▶ **Exercise brief**:
Output the records exactly, and drop each picture.

[Stored data]
-=-=-=-=-

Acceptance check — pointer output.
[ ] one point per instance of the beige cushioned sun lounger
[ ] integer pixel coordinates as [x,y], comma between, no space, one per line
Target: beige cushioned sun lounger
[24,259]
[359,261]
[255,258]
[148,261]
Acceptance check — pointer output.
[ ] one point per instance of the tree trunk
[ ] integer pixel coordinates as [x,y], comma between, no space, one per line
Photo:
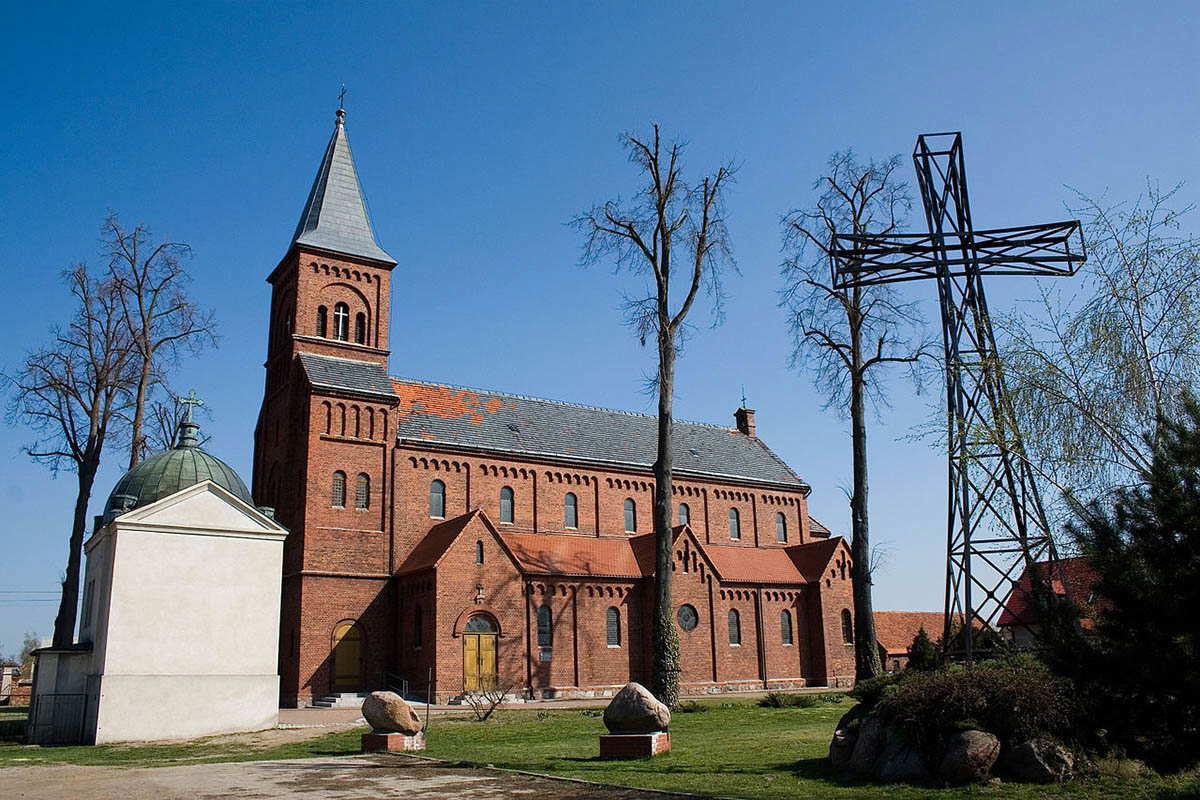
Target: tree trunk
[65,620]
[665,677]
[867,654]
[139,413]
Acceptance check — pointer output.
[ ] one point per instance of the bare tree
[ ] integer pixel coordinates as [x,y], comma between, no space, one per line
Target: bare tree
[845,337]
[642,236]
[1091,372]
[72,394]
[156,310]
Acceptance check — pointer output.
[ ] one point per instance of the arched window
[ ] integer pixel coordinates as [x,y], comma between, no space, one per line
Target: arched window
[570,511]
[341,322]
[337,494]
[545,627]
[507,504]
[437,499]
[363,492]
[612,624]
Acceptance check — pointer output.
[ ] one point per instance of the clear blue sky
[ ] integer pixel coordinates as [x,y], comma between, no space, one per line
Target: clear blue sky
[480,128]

-=-=-=-=-

▶ **Exercise response**:
Acceptance check — pointer output.
[ ] one point per instance of the beige cushioned sun lounger
[ ] integer pixel coordinates as [x,y], comma between, no space, one per line
Target: beige cushioned sun lounger
[24,259]
[359,261]
[255,258]
[148,261]
Acceptance check — pointer output.
[ ] one point per instance of the tree trunk
[ ] integer pixel coordinates as [x,y], comma between, no space, one per line
Photo:
Target: tree trunk
[65,620]
[665,677]
[867,654]
[139,413]
Acceptance check — pointer output.
[ ] one point per instance of the bare tree
[ ] integer pixel coordinates as [x,y], comma between, no space, one per line
Target: bare tree
[845,337]
[642,236]
[1091,372]
[72,394]
[156,310]
Acceptance check — pointer output.
[ ] one point per instance of the arched window
[ ] integer pixel coordinates as [x,y], comma between, no space, one per line
Target: arched window
[570,511]
[341,322]
[337,494]
[545,627]
[507,504]
[437,499]
[363,492]
[612,624]
Acceptance check — pointer output.
[ ] one point per instance of the clear blue sky
[ ] integer pixel coordinates as [x,y], comma between, no space, one per line
Target: clear blue sky
[480,128]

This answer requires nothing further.